[DOCUMENT PASSAGE]:

┌──

Damages under the Retail Leases Act 2003 (VIC)
Barrister Philip H. Barton, of Foley’s List, in the conclusion to his two-part series, discusses damages for breach of lease. This article explores damages under the Retail Leases Act 2003 (Vic). Part 1 looked at Victorian, Commonwealth and UK case law.
Philip will present on the topic, Co-ownership Disputes at the 15th Annual Property Law Conference on Wednesday, 6 March in Melbourne. He previously spoke on Breaches, Damages and Compensation: Legislation, Strategies, Practice and Procedure, at the Retail and Commercial Leasing Conference.
The Act provides that a retail premises lease is taken to include certain matters related to liability of a landlord for repairs (s. 52) and to compensate a tenant for interference in substance with its business (s. 54). Although the Act tends not to use the word “damages”, but uses phrases such as “reasonable compensation for loss or damage” (s. 54(2)) or “the amount of the loss or damage” (s. 80(1)), the Supreme Court and VCAT continue to apply common law concepts.
The principles were well illustrated in litigation between Versus (Aus) Pty Ltd v ANH Nominees Pty Ltd which attracted three VCAT hearings and a Supreme Court appeal. Versus took a lease of premises from which it retailed high quality lingerie. Upon taking occupation it found, and then for some years repeatedly complained about, a wet wall, a dilapidated toilet, and an inoperative tap (so there was no drinking water at the premises).
Further, during the lease considerable construction works occurred on the adjoining premises, to which the landlord agreed with no regard to the lessee’s rights or a proper plan to protect the leased premises, and ignoring the lessee’s complaints. Due to these works and consequential flooding the takings of the business plummeted and never recovered. Versus had to vacate and close the business (it turned out permanently) to accommodate the lessor’s request to repair and refurbish the premises. Mould rendered the premises unsafe and unfit for occupation.
In Versus (Aus) Pty Ltd v A.N.H. Nominees Pty Ltd [2011] VCAT 2273 the Tribunal awarded damages for loss of net profits due to breach of the covenant of quiet enjoyment, breach of s. 54 and failure properly to maintain the premises, and other minor amounts.
After this decision the parties mutually understood that the lessor would make the premises safe for re-occupation. This did not occur. The lessee commenced a second VCAT proceeding claiming losses after those covered by the previous case. The remediation works commenced and various remediation timelines were then not met. The lessee eventually advised the lessor that its failure to rectify the premises constituted repudiation by it of the lease which the lessee accepted “bringing the Lease to an end”.

└──

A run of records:
┌──

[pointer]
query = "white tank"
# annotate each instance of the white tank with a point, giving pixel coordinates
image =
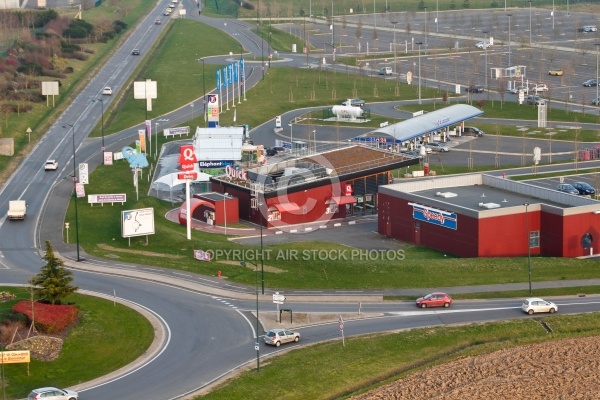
(347, 111)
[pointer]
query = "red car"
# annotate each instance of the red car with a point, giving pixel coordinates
(434, 300)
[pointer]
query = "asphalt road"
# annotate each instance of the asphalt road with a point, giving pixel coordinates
(208, 336)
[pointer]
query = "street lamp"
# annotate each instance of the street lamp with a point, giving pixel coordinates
(262, 261)
(419, 44)
(509, 15)
(395, 59)
(75, 189)
(225, 210)
(530, 22)
(528, 244)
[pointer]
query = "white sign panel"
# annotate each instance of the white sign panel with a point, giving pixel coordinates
(137, 222)
(84, 176)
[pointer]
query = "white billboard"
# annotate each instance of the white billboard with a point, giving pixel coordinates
(137, 222)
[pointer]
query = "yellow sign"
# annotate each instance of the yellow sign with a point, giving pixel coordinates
(14, 357)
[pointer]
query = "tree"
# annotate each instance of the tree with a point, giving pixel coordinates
(54, 280)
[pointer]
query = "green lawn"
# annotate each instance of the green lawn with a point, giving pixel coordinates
(107, 337)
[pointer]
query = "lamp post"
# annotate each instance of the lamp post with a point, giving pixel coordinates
(75, 189)
(419, 44)
(530, 22)
(509, 15)
(262, 261)
(395, 59)
(528, 245)
(225, 210)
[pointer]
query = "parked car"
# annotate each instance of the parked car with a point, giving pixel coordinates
(535, 100)
(472, 131)
(273, 151)
(556, 72)
(518, 89)
(50, 165)
(567, 188)
(52, 393)
(584, 188)
(276, 337)
(437, 146)
(355, 103)
(475, 89)
(437, 299)
(588, 28)
(590, 82)
(535, 304)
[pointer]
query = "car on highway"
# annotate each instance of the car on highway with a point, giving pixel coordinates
(273, 151)
(50, 165)
(475, 89)
(472, 131)
(437, 146)
(354, 103)
(518, 89)
(556, 72)
(52, 393)
(437, 299)
(567, 188)
(535, 305)
(535, 100)
(276, 337)
(584, 188)
(588, 28)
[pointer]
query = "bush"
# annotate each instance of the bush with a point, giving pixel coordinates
(48, 318)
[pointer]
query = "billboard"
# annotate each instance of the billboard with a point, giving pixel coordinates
(138, 222)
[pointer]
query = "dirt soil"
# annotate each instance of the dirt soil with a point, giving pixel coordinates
(566, 369)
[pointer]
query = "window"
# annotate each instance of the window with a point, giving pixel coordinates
(534, 239)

└──

Carry on the article about damages under the Retail Leases Act 2003 (Vic), picking up after its final sentence.

[IN RESPONSE]:
The lessor disputed that it had repudiated the lease but nonetheless accepted that the lease was at an end. In Versus (Aus) Pty Ltd v A.N.H. Nominees Pty Ltd [2014] VCAT 454 the Tribunal held that the lessor had not repudiated the lease: its failure to make the premises fit for occupation did not in the circumstances evince an intention that it was unwilling to perform its obligations under the lease. Rather, the parties had mutually abandoned the lease. Damages for loss of profit were assessed.
Versus (Aus) Pty Ltd v A.N.H. Nominees Pty Ltd [2015] VSC 515 was an appeal from the second VCAT decision. Croft J set aside the VCAT orders and remitted the proceeding to the Tribunal. His Honour chiefly:
(1) Discussed how damage to premises for which a landlord was responsible under s. 52, arising during the original term of the lease, may lead to liability for loss suffered during the renewed term;
(2) Held that the Tribunal had misapplied the law of repudiation by failing to recognise that a persistent failure to perform a contract may constitute repudiation even though the party in breach may genuinely intend to fulfil their obligations at a later time.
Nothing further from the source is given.